— Required action —
Whatever the records contain, reproduce all of them exactly.

— Stored data —

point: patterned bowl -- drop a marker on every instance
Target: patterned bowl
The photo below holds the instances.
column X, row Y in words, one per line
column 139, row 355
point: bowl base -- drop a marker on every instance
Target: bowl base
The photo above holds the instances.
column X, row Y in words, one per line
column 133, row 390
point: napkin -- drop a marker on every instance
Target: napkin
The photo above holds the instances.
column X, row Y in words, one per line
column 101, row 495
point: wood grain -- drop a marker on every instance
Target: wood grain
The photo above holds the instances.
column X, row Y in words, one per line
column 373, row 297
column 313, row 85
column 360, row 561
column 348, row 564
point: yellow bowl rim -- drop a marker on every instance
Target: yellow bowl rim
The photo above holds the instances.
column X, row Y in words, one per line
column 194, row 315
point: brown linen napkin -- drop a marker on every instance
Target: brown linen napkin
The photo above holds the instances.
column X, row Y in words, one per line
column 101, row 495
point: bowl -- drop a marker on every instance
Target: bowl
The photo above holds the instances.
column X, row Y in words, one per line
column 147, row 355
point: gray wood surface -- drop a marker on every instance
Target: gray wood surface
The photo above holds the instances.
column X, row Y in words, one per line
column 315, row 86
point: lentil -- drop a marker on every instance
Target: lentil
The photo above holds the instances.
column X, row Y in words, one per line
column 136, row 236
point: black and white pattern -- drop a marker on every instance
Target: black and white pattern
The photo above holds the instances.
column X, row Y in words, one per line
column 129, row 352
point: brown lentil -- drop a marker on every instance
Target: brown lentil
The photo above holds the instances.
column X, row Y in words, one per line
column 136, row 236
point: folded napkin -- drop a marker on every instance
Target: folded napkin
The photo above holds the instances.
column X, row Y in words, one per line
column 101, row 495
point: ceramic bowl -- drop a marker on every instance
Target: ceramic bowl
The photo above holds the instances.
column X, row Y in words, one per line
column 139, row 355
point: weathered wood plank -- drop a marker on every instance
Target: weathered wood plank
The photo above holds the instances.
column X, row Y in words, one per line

— Expected answer —
point: patterned bowl -- drop a marker on every instance
Target: patterned bowl
The photo below holds the instances.
column X, row Y in words, one per line
column 139, row 355
point: bowl base -- drop a marker on every instance
Target: bowl base
The photo above holds the instances.
column X, row Y in words, one per line
column 133, row 390
point: napkin -- drop a marker on every instance
Target: napkin
The photo above holds the instances.
column X, row Y in words, one per line
column 101, row 495
point: wood grain -- drop a marker on every instance
Target: wood grain
The photo above holds the instances.
column X, row Y in words, one per line
column 373, row 297
column 313, row 85
column 360, row 561
column 348, row 564
point: yellow bowl rim -- drop a marker on every instance
Target: yellow bowl rim
The photo above holds the instances.
column X, row Y in words, one per line
column 194, row 315
point: brown linen napkin -- drop a marker on every instance
Target: brown linen napkin
The photo above holds the instances.
column X, row Y in words, one per line
column 101, row 495
point: bowl -- drop a marker on every instance
Target: bowl
The photo above holds the instances.
column X, row Y in words, one per line
column 147, row 355
point: gray wood surface -- drop a marker on every instance
Target: gray wood surface
The photo above holds the instances.
column X, row Y in words, one per line
column 315, row 86
point: lentil -- drop a marker on every instance
Target: lentil
The photo above holds the instances.
column X, row Y in words, one per line
column 136, row 236
point: black and white pattern -- drop a marker on every instance
Target: black and white pattern
The photo above holds the instances.
column X, row Y in words, one per line
column 129, row 352
point: brown lentil -- drop a marker on every instance
Target: brown lentil
The photo above holds the instances.
column X, row Y in words, one per line
column 136, row 236
point: folded napkin -- drop a marker on every instance
Target: folded napkin
The photo above holds the instances.
column X, row Y in words, one per line
column 101, row 495
point: ceramic bowl -- drop a marker on every instance
Target: ceramic bowl
The photo above holds the instances.
column X, row Y in words, one per line
column 139, row 355
point: weathered wood plank -- drop a marker on every instance
Target: weathered wood plank
The photo above holds the instances.
column X, row Y in words, one per line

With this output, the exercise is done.